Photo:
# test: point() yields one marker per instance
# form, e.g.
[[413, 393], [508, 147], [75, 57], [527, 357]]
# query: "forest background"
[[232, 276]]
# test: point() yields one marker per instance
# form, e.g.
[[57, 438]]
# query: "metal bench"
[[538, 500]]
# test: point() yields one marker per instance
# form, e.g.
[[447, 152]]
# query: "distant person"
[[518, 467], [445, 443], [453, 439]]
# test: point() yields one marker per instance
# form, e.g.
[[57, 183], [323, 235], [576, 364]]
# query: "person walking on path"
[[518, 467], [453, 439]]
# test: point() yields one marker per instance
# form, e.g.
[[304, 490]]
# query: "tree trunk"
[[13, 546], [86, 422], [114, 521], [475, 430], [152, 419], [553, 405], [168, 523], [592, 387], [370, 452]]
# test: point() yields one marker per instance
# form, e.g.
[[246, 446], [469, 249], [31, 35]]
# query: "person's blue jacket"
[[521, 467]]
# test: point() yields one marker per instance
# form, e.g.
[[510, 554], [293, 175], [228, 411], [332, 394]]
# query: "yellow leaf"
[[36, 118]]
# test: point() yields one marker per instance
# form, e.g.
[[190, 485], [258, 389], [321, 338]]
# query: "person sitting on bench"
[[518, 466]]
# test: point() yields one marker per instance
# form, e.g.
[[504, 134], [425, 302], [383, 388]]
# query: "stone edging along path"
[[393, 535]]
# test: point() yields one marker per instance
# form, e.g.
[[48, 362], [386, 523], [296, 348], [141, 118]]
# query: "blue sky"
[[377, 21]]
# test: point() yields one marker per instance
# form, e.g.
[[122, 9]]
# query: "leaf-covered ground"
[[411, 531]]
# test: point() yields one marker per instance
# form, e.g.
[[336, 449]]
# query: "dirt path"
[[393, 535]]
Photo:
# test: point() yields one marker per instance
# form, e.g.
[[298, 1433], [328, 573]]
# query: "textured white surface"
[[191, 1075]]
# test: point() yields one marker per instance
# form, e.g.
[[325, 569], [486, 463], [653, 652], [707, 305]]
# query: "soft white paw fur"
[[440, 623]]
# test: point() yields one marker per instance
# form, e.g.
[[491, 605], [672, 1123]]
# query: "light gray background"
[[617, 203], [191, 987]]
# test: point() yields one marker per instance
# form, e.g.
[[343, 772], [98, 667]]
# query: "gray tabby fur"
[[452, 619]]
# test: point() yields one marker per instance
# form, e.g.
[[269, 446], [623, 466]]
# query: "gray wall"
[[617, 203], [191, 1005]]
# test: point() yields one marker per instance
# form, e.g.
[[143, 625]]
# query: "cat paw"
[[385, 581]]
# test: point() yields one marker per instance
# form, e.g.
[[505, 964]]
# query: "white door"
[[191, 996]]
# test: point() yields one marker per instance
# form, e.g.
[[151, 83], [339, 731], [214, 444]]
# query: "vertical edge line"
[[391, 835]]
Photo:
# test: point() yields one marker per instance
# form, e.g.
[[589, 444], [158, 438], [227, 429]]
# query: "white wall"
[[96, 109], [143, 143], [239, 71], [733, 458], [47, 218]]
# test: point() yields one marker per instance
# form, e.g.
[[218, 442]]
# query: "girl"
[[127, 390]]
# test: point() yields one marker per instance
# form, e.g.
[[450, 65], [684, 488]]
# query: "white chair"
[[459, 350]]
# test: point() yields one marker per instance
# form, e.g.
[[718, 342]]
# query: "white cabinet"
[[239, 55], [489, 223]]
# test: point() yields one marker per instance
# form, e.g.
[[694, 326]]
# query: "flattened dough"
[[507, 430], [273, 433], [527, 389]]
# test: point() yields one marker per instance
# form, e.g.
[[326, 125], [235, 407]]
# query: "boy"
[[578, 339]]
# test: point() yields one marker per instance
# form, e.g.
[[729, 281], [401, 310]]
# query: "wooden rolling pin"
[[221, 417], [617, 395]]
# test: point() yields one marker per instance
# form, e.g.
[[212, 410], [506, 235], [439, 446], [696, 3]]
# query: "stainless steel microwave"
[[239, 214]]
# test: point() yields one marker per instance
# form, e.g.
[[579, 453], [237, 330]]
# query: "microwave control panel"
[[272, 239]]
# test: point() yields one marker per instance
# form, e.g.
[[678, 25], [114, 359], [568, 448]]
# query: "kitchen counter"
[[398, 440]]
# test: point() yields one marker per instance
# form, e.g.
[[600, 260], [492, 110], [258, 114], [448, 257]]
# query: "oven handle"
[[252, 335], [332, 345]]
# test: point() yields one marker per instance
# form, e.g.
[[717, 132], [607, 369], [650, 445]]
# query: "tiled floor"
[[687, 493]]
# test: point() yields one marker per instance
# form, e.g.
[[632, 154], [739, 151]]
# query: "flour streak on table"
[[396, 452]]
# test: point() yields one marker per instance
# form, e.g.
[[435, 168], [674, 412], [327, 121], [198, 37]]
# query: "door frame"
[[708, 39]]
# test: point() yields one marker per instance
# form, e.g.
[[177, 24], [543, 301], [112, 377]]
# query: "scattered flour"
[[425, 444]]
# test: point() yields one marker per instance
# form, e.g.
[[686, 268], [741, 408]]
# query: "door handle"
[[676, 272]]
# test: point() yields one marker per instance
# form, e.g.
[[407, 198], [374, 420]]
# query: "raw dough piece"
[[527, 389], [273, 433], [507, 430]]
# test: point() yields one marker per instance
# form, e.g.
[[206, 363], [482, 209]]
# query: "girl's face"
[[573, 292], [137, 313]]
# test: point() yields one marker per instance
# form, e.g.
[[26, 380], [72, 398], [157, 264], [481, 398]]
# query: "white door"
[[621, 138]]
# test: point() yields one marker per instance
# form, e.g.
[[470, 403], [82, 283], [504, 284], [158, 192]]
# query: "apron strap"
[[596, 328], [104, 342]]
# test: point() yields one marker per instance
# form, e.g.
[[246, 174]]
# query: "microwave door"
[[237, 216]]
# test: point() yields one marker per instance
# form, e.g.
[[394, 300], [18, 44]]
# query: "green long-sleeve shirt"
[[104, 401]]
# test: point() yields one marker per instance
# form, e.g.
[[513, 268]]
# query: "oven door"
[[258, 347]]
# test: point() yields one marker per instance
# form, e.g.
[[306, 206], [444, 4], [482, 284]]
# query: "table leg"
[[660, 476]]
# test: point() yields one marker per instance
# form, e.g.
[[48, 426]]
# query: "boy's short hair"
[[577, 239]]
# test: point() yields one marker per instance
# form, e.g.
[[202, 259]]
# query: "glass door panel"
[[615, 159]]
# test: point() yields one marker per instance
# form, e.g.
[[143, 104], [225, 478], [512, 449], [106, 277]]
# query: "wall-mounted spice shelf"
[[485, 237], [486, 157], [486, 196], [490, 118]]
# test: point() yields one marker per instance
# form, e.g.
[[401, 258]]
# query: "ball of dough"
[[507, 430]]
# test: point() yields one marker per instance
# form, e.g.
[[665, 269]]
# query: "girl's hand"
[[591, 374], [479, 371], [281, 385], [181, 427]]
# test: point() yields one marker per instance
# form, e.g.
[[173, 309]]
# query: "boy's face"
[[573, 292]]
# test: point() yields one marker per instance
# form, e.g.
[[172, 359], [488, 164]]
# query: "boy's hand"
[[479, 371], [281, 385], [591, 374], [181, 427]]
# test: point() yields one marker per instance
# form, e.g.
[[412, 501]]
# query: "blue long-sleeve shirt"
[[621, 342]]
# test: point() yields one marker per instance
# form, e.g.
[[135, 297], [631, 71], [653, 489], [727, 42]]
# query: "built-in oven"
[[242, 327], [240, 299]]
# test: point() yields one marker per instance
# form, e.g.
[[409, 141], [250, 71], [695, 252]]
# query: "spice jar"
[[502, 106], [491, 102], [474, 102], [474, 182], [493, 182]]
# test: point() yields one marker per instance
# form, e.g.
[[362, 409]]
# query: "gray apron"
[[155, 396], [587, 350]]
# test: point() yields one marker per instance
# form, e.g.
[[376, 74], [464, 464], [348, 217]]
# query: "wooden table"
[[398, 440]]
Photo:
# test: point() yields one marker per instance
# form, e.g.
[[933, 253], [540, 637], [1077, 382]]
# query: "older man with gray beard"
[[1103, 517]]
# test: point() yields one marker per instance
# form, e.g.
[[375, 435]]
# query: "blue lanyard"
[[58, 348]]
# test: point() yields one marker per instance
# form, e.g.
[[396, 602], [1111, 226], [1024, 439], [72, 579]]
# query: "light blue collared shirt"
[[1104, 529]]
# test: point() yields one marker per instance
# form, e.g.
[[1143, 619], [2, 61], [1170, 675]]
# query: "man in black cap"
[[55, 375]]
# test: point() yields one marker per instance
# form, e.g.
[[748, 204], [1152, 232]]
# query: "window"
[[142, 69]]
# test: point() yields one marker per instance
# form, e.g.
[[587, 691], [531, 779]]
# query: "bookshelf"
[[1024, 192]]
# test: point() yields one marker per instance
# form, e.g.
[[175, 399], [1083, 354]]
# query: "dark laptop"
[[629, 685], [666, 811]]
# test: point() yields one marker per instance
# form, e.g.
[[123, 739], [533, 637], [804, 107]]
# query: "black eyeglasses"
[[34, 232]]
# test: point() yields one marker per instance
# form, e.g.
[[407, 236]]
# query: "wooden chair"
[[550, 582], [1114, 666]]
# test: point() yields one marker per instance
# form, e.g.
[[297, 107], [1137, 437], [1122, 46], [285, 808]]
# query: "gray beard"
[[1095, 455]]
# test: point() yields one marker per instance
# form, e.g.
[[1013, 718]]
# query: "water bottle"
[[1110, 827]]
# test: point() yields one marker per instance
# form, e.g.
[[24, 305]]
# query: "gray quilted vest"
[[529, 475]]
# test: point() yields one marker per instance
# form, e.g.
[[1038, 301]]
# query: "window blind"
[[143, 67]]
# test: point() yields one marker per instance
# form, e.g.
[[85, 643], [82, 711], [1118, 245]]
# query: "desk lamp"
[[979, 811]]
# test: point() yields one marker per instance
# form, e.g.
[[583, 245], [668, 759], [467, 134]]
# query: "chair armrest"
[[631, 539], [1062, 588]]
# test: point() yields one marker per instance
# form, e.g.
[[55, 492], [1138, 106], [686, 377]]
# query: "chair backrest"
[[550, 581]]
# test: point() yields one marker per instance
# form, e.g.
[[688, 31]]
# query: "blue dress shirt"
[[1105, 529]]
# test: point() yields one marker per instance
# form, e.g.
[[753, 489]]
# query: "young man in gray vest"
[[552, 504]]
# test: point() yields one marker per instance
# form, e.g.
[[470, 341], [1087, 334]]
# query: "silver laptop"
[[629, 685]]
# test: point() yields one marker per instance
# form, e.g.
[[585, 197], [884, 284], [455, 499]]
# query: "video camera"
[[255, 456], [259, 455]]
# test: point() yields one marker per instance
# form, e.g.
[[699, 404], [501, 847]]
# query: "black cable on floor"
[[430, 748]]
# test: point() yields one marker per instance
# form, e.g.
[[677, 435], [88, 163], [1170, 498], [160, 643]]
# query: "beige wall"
══════════════════════════════
- _Objective_: Reproduce the listing word for word, beginning at its first line and stopping after the line that contains "[[36, 118]]", with that line included.

- _Response_:
Photo:
# test: point() yields one marker per instance
# form, e.g.
[[413, 393], [508, 147], [75, 57], [527, 357]]
# query: "forest background"
[[232, 276]]
# test: point() yields one marker per instance
# form, e.g.
[[57, 438]]
# query: "metal bench"
[[538, 500]]
# test: point() yields one marker per instance
# form, e.g.
[[447, 152]]
# query: "distant person"
[[518, 467], [445, 443], [453, 439]]
# test: point() yields one marker per instance
# form, e.g.
[[57, 183], [323, 235], [576, 364]]
# query: "person walking on path"
[[518, 467], [453, 439]]
# test: point() yields one marker per instance
# form, e.g.
[[304, 490]]
# query: "tree trunk"
[[13, 546], [86, 422], [114, 521], [475, 430], [152, 419], [553, 405], [168, 523], [592, 387], [370, 452]]
# test: point() yields one marker per instance
# form, e.g.
[[246, 446], [469, 249], [31, 35]]
# query: "person's blue jacket"
[[521, 467]]
# test: point() yields one marker per instance
# form, e.g.
[[510, 554], [293, 175], [228, 411], [332, 394]]
# query: "yellow leaf"
[[36, 118]]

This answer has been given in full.